START RECORDS SHOWN

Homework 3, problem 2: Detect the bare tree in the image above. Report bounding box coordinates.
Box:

END RECORDS SHOWN
START RECORDS SHOWN

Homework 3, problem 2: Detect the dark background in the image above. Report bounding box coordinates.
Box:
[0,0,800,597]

END RECORDS SHOWN
START RECORDS SHOWN

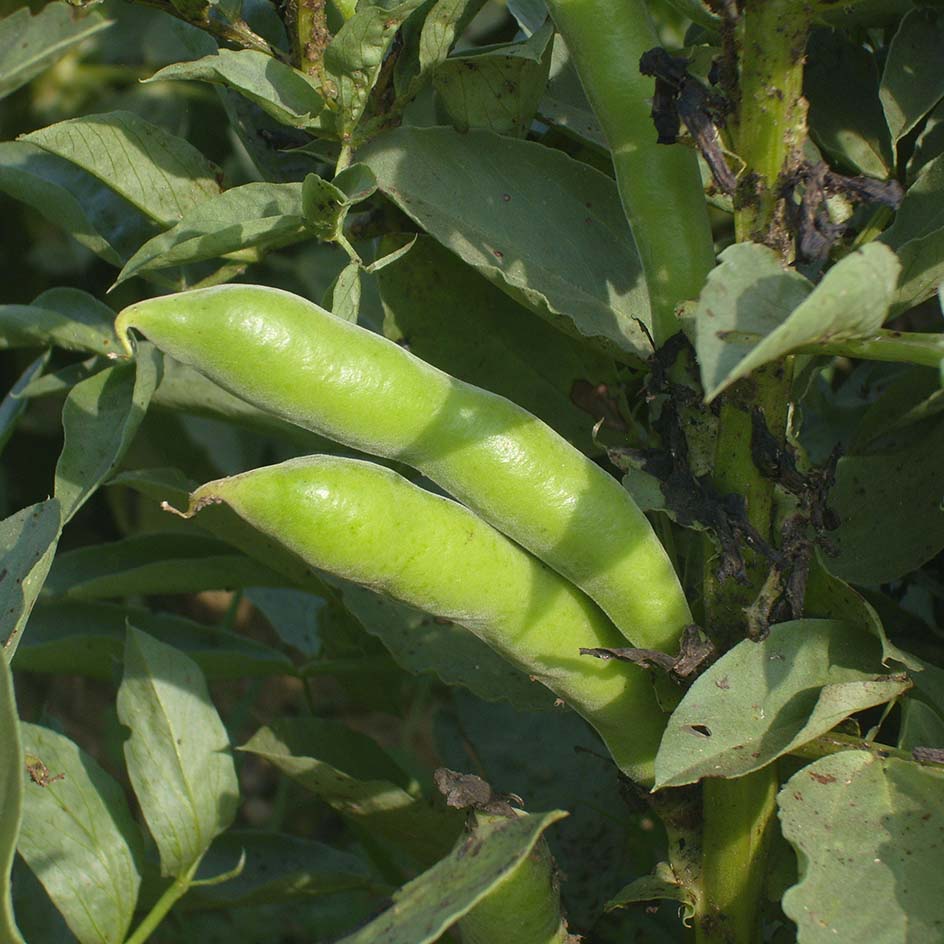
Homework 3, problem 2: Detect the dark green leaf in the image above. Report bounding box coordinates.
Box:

END RECORDS SHOWN

Lay out the entries as a two-column CSV with the headers entry_text and answer, one row per entry, each value in one quoted field with line breaks turned into spaces. Begin at the line that has "Homework 3, problem 2: Detect the dark background" and stop after the line that has "[0,0,800,597]".

entry_text,answer
"Homework 3, problem 2: Detect the dark background in the image above. Report bounding box coordinates. Box:","[0,0,800,597]"